Count the lines in the listing below that contain the string "jacket", treating uppercase and lowercase as different. Reply with the number only.

++++ DATASET RECORDS

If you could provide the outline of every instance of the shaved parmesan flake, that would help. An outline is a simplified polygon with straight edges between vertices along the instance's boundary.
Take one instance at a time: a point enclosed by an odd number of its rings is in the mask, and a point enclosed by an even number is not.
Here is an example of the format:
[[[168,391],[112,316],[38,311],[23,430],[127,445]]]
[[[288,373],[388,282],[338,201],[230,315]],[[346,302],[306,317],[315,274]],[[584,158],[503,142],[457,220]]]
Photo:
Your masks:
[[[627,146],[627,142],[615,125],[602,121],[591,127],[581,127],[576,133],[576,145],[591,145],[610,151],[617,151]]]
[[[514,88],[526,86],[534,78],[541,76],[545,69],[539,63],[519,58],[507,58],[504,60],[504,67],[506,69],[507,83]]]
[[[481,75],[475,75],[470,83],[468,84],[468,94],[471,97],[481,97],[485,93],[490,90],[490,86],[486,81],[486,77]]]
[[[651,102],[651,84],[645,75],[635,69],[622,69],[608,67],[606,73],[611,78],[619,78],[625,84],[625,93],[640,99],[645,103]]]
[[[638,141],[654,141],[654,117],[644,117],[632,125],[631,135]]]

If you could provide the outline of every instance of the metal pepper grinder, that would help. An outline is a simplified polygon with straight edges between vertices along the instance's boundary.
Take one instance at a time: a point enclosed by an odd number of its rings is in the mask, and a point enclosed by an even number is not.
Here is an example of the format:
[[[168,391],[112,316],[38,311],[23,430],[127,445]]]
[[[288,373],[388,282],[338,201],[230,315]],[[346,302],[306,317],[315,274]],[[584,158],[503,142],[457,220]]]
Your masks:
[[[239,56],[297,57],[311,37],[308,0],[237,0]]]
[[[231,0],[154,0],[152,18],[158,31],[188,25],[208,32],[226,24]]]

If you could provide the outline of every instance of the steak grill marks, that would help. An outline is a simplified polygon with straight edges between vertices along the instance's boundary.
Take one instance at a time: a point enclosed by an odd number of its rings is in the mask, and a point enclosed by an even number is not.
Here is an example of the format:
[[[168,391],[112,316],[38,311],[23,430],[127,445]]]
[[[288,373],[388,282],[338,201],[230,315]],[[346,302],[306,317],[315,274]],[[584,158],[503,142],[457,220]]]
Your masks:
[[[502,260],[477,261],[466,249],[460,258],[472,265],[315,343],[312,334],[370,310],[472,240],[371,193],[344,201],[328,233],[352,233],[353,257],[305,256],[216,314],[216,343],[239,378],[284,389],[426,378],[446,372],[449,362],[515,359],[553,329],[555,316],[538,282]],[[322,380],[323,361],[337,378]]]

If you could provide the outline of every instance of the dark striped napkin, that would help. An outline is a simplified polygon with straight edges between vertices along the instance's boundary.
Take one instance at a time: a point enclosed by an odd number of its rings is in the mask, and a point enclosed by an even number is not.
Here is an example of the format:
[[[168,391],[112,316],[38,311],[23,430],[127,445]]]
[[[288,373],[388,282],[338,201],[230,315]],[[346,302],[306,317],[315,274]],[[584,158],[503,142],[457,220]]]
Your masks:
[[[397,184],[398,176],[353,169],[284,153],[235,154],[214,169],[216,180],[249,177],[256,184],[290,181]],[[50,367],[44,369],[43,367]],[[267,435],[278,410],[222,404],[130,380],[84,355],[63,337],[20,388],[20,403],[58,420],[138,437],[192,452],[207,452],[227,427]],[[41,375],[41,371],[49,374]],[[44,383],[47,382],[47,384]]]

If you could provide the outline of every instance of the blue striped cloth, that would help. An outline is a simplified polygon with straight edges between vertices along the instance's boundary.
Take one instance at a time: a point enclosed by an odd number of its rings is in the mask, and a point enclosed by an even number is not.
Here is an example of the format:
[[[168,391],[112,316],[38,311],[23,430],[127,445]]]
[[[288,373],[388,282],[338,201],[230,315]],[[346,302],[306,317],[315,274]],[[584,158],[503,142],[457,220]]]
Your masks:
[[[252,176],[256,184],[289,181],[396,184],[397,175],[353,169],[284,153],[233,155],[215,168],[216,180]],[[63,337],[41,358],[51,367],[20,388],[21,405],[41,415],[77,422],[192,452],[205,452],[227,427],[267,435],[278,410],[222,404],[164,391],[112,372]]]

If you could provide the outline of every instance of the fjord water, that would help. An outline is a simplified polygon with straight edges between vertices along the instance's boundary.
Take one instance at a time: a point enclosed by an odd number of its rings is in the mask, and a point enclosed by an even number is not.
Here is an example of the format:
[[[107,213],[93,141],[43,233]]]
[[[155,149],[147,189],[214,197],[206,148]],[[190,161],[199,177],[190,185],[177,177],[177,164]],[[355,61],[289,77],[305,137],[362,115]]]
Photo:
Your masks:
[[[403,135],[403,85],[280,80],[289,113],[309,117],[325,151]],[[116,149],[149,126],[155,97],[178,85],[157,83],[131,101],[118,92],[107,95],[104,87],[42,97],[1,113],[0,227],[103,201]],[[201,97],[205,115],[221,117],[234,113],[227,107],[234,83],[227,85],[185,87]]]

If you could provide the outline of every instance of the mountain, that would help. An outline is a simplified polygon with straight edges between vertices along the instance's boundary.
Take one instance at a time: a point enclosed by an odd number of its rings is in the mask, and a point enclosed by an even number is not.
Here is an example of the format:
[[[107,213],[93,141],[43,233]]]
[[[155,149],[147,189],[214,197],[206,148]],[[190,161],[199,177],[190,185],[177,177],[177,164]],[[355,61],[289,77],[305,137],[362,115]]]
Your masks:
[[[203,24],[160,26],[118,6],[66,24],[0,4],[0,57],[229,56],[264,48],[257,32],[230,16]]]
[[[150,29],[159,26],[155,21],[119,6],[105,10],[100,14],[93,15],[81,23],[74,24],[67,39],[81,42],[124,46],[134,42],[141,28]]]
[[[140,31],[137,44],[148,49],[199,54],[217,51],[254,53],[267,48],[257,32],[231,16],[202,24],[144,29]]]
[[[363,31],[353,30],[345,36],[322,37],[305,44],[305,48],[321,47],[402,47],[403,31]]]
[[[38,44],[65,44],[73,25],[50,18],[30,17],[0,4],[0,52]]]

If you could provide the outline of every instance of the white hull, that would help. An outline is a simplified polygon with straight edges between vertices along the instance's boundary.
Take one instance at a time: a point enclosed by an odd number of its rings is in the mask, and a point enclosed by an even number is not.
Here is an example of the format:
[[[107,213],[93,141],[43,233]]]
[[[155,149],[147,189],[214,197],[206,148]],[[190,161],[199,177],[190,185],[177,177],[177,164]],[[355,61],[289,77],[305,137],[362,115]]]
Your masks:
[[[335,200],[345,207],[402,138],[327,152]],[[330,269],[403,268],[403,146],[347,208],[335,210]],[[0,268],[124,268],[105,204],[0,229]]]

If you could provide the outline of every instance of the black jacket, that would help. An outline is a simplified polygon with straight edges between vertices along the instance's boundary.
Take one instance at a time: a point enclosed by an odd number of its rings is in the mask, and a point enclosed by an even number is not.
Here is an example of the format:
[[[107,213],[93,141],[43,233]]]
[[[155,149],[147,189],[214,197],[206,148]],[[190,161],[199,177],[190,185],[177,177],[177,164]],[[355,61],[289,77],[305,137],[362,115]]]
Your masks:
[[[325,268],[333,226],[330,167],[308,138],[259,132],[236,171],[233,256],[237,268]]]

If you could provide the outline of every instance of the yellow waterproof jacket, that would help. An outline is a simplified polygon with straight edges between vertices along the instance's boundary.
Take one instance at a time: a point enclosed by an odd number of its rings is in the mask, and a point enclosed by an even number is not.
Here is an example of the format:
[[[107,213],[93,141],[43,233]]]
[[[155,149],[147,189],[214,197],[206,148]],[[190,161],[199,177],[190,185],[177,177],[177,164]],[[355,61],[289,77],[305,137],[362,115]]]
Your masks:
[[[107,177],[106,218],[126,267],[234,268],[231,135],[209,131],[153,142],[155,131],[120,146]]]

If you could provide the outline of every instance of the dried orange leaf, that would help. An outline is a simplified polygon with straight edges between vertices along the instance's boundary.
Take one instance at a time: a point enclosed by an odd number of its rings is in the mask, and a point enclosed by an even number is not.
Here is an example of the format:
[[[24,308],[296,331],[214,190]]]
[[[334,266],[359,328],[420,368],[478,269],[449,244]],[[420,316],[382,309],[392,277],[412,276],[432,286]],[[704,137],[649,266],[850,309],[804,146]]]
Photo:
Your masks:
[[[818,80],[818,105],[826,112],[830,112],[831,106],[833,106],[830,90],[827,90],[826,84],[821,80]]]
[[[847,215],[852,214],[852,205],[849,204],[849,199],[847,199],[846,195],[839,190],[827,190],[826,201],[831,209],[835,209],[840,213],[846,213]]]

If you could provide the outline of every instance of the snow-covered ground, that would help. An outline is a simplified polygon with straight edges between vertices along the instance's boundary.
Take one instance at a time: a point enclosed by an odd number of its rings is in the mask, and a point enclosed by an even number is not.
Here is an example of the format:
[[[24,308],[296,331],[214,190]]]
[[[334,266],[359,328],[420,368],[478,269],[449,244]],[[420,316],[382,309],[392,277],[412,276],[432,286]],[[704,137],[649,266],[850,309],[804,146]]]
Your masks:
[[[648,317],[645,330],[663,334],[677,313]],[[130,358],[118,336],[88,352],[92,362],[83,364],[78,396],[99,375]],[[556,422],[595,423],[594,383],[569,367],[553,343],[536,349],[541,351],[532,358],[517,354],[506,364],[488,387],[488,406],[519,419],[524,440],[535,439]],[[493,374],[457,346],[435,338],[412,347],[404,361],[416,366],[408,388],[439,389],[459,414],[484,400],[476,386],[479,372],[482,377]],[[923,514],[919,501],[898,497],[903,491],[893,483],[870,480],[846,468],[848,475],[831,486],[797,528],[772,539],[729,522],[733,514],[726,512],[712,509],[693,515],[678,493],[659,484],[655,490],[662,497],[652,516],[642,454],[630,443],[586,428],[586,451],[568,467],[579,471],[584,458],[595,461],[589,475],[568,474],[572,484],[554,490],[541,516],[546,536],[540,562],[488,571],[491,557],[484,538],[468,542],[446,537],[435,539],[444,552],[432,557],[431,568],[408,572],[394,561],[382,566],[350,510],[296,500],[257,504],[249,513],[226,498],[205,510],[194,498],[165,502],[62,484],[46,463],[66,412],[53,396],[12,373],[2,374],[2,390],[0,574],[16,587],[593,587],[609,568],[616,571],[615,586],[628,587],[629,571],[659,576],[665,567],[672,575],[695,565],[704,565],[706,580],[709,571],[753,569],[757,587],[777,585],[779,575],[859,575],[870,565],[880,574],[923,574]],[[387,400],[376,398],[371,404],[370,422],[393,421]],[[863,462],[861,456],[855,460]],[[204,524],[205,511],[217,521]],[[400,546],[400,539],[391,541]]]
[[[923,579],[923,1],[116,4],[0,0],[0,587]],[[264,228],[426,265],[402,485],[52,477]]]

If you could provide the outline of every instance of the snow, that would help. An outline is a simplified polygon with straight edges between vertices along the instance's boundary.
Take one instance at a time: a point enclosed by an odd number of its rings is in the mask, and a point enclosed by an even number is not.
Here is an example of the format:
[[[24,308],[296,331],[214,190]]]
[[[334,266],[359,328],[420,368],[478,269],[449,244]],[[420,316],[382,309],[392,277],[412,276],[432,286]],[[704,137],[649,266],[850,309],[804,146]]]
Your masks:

++++++++

- **FULL RESPONSE**
2